Transcribe all records verbatim.

======== DATA FOR PROCESSING

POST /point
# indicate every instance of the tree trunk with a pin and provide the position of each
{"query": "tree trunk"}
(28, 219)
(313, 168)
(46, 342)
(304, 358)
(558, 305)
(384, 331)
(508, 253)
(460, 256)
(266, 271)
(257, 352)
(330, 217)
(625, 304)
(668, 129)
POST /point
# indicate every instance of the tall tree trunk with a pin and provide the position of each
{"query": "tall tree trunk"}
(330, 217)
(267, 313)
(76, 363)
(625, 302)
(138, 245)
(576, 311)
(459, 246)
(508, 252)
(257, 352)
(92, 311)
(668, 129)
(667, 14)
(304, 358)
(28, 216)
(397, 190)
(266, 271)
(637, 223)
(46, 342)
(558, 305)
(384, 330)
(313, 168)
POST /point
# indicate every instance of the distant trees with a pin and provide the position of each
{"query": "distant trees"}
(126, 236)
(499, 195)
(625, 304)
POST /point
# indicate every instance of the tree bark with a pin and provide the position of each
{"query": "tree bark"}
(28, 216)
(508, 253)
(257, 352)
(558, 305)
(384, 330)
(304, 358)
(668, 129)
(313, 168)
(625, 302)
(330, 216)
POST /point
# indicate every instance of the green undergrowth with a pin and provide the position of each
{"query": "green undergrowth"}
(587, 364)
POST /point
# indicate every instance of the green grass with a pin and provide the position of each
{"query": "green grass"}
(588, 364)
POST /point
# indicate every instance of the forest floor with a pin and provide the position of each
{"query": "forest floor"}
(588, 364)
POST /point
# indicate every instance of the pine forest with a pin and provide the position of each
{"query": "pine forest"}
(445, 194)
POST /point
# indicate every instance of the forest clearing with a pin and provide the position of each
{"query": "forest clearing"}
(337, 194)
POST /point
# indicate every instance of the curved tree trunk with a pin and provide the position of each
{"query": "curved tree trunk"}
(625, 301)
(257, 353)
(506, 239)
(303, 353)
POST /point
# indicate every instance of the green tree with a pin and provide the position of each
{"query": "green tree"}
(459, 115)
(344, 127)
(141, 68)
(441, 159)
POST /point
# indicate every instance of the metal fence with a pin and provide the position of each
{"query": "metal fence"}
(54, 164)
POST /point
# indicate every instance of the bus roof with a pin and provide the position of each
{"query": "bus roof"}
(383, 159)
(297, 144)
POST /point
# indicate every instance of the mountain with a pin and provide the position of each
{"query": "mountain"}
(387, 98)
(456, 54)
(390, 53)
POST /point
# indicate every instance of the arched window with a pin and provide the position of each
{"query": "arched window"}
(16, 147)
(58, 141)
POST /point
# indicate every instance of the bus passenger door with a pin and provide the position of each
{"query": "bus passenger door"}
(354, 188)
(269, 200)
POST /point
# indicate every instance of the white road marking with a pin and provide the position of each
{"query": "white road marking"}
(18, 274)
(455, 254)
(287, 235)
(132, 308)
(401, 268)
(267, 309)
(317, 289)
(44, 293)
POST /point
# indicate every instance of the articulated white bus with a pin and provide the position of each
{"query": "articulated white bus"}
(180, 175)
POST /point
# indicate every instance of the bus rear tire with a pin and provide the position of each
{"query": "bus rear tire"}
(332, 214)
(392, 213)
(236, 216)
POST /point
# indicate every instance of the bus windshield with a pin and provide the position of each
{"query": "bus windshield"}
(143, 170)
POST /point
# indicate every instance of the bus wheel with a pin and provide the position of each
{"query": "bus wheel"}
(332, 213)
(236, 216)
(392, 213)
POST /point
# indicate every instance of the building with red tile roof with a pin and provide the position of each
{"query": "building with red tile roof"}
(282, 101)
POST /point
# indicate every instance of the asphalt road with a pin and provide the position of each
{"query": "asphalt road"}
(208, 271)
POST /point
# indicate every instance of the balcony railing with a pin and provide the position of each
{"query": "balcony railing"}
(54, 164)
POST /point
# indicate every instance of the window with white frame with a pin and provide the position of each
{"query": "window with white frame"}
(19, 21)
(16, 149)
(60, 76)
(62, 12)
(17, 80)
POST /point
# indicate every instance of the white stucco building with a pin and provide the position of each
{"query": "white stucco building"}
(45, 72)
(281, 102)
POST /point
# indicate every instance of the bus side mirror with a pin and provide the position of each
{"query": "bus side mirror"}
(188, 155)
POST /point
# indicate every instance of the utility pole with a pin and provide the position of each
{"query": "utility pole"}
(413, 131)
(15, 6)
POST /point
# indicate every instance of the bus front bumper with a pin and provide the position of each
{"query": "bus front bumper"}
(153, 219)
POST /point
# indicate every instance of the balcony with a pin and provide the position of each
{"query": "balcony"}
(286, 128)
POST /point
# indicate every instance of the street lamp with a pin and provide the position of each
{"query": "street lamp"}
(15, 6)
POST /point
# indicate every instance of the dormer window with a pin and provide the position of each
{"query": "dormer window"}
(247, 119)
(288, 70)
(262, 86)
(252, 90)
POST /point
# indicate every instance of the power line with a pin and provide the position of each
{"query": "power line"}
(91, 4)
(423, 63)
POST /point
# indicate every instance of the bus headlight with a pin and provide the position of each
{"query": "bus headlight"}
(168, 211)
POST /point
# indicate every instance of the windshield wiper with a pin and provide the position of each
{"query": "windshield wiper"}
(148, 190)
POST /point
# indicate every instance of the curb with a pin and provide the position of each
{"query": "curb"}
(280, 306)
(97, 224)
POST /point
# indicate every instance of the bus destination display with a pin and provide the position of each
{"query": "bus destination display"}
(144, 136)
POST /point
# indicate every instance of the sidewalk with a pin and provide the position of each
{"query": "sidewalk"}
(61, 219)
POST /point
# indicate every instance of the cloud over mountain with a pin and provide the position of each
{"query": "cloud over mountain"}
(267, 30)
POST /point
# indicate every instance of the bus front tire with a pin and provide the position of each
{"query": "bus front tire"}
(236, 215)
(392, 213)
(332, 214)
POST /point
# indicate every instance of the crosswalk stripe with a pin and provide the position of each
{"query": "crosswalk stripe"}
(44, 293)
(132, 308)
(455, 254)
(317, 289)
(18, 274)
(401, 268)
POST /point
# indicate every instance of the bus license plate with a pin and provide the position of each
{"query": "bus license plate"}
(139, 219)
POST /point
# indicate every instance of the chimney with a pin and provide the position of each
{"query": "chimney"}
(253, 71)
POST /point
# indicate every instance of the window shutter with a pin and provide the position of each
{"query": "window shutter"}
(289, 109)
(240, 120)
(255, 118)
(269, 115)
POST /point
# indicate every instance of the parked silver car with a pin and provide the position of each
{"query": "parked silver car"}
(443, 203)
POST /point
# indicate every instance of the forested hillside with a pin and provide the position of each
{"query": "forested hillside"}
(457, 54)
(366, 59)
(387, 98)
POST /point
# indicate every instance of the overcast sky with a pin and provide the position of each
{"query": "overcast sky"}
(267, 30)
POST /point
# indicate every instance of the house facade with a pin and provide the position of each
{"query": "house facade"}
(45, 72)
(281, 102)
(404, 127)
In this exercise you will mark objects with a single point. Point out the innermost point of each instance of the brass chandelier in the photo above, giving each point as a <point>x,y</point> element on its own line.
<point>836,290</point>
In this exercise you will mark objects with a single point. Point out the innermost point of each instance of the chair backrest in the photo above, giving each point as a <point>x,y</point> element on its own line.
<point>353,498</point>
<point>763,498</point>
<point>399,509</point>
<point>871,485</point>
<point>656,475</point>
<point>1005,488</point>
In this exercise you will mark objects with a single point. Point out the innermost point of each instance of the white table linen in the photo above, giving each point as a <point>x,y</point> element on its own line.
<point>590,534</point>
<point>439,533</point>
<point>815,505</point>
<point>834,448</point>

================

**EXPECTED ANSWER**
POST /point
# indicate every instance of the tree trunk with a pin and provide the position of each
{"query": "tree trunk"}
(28, 219)
(313, 168)
(46, 342)
(304, 358)
(558, 305)
(384, 331)
(508, 253)
(460, 256)
(266, 271)
(257, 352)
(330, 217)
(625, 304)
(668, 129)
POST /point
# indicate every instance of the tall tree trunk with a pin and provide the position of each
{"query": "tall tree trunk"}
(330, 217)
(267, 313)
(76, 363)
(625, 302)
(138, 245)
(576, 311)
(459, 246)
(508, 252)
(257, 352)
(92, 311)
(668, 129)
(667, 14)
(304, 358)
(28, 216)
(397, 190)
(266, 271)
(637, 223)
(46, 342)
(558, 305)
(384, 330)
(313, 168)
POST /point
# indicate every instance of the distant trees with a pin and provide the position of each
{"query": "distant trees"}
(126, 236)
(499, 195)
(625, 304)
POST /point
# indicate every instance of the tree bark with a pin and provide the position of each
{"query": "tree bark"}
(28, 216)
(508, 253)
(257, 352)
(558, 305)
(384, 330)
(304, 358)
(668, 129)
(313, 168)
(625, 302)
(330, 216)
POST /point
# indicate every instance of the green undergrowth with a pin and provide the position of each
{"query": "green undergrowth"}
(587, 364)
POST /point
# indicate every instance of the green grass with a pin and provide the position of each
{"query": "green grass"}
(588, 364)
POST /point
# indicate every instance of the forest floor with a pin and provide the position of each
{"query": "forest floor"}
(588, 364)
POST /point
# indicate every instance of the pine forest with a pin and provide the position of each
{"query": "pine forest"}
(445, 194)
POST /point
# indicate every instance of the forest clearing with a pin and provide the position of each
{"query": "forest clearing"}
(337, 194)
POST /point
# indicate every instance of the curved tree trunk with a pin and provide the position of each
{"query": "curved tree trunk"}
(625, 301)
(257, 353)
(506, 239)
(303, 353)
POST /point
# indicate every instance of the green tree with a pin and provide the position of each
{"query": "green tree"}
(459, 115)
(344, 127)
(141, 68)
(441, 159)
POST /point
# indicate every instance of the metal fence with a pin and provide the position of each
{"query": "metal fence"}
(54, 164)
POST /point
# indicate every instance of the bus roof with a pin and provide the position of each
{"query": "bus roof"}
(383, 159)
(297, 144)
POST /point
# indicate every instance of the mountain with a pin and provide the position of each
{"query": "mountain"}
(387, 98)
(456, 54)
(390, 53)
POST /point
# indicate every instance of the arched window with a pin and provide the position of each
{"query": "arched window"}
(16, 147)
(58, 141)
POST /point
# indicate every instance of the bus passenger door with a pin and provide the position of each
{"query": "bus passenger door"}
(354, 188)
(269, 200)
POST /point
# indicate every instance of the white road marking with a pin and provide the position of each
{"query": "white road marking"}
(18, 274)
(455, 254)
(287, 235)
(132, 308)
(401, 268)
(267, 309)
(317, 289)
(44, 293)
POST /point
# indicate every instance of the articulated white bus with a pin and provide the position of each
{"query": "articulated white bus"}
(180, 175)
POST /point
# indicate every instance of the bus rear tire with a pin and provide the position of each
{"query": "bus rear tire"}
(332, 214)
(392, 213)
(236, 216)
POST /point
# indicate every instance of the bus windshield with a pin and provide the position of each
{"query": "bus windshield"}
(143, 170)
POST /point
# indicate every instance of the bus wheel with a pin and provide the position of each
{"query": "bus wheel"}
(332, 213)
(236, 216)
(392, 213)
POST /point
# indicate every instance of the building with red tile roof with a pin and provide the position of each
{"query": "building with red tile roof"}
(282, 101)
POST /point
# indicate every instance of the asphalt road with a pin and provide the position of each
{"query": "asphalt road"}
(208, 271)
POST /point
# indicate every instance of the balcony railing with a pin and provide the position of each
{"query": "balcony railing"}
(54, 164)
POST /point
# indicate every instance of the window with white frame with a pin and provide the position of each
{"query": "window with white frame"}
(19, 21)
(16, 149)
(60, 76)
(62, 12)
(17, 80)
POST /point
# indicate every instance of the white stucco building with a pin and provide the position of each
{"query": "white stucco building"}
(45, 72)
(281, 102)
POST /point
# indicate every instance of the bus side mirror with a pin and provide the position of each
{"query": "bus side mirror"}
(188, 155)
POST /point
# indicate every instance of the utility pole with a pin and provide the position of each
{"query": "utility pole"}
(413, 131)
(15, 6)
POST /point
# indicate every instance of the bus front bumper with a pin and provide the position of each
{"query": "bus front bumper"}
(153, 219)
POST /point
# indicate every instance of the balcony with a pin and provide the position of each
{"query": "balcony"}
(286, 128)
POST /point
# indicate every instance of the street lamp with a pin and provide the position of each
{"query": "street lamp"}
(15, 6)
POST /point
# indicate every instance of the dormer window with a pin and provide the position of each
{"query": "dormer window"}
(247, 119)
(288, 70)
(262, 86)
(252, 90)
POST /point
# indicate every instance of the power line with a pin and provide the position of each
{"query": "power line"}
(91, 4)
(423, 63)
POST /point
# indicate every instance of the bus headlight with a pin and provide the position of each
{"query": "bus headlight"}
(168, 211)
POST /point
# indicate every instance of the windshield wiper with a pin and provide the position of each
{"query": "windshield wiper"}
(148, 190)
POST /point
# indicate every instance of the curb with a pin and provide the position of each
{"query": "curb"}
(280, 306)
(97, 224)
POST /point
# indicate every instance of the bus destination display with a pin and provide the position of each
{"query": "bus destination display"}
(144, 136)
POST /point
# indicate every instance of the sidewalk with a pin and provide the position of each
{"query": "sidewalk"}
(61, 219)
POST /point
# indicate every instance of the cloud over mountain with a pin and provide the position of each
{"query": "cloud over mountain"}
(267, 30)
POST /point
# indicate every instance of the bus front tire with a pin and provide the position of each
{"query": "bus front tire"}
(236, 215)
(392, 213)
(332, 214)
POST /point
# indicate every instance of the crosswalk stripe with a pin and provide the position of each
{"query": "crosswalk stripe"}
(44, 293)
(132, 308)
(455, 254)
(317, 289)
(18, 274)
(401, 268)
POST /point
# indicate every instance of the bus license plate with a pin and provide the position of each
{"query": "bus license plate"}
(139, 219)
POST /point
# indicate every instance of the chimney with a pin and provide the position of each
{"query": "chimney"}
(253, 71)
POST /point
# indicate every instance of the window shutter with a pin and provide the position of each
{"query": "window shutter"}
(289, 109)
(240, 120)
(255, 118)
(269, 115)
POST /point
# indicate every instance of the parked silver car with a pin and provide the position of each
{"query": "parked silver car"}
(443, 203)
POST /point
# indicate every instance of the forested hillside with a pin and provide the position of each
{"query": "forested hillside"}
(457, 54)
(366, 59)
(387, 98)
POST /point
# indicate every instance of the overcast sky with a pin and provide the position of each
{"query": "overcast sky"}
(267, 30)
POST /point
# indicate every instance of the house facade with a pin and provide the position of each
{"query": "house facade"}
(45, 72)
(281, 102)
(404, 127)
In this exercise you will mark objects with a single point. Point out the innermost point of each instance of the brass chandelier in the photo above, giving each point as a <point>x,y</point> element on its own line.
<point>836,290</point>
In this exercise you will mark objects with a single point. Point out the innermost point of each instance of the chair backrest in the photo above, giving each point as a <point>x,y</point> element on its own line.
<point>353,498</point>
<point>763,498</point>
<point>399,509</point>
<point>871,485</point>
<point>656,475</point>
<point>1005,488</point>
In this exercise you will mark objects with a single point. Point out the innermost point of each instance of the white table linen in the photo above, giving each point as a <point>x,y</point> element on its own line.
<point>590,534</point>
<point>439,533</point>
<point>815,505</point>
<point>834,448</point>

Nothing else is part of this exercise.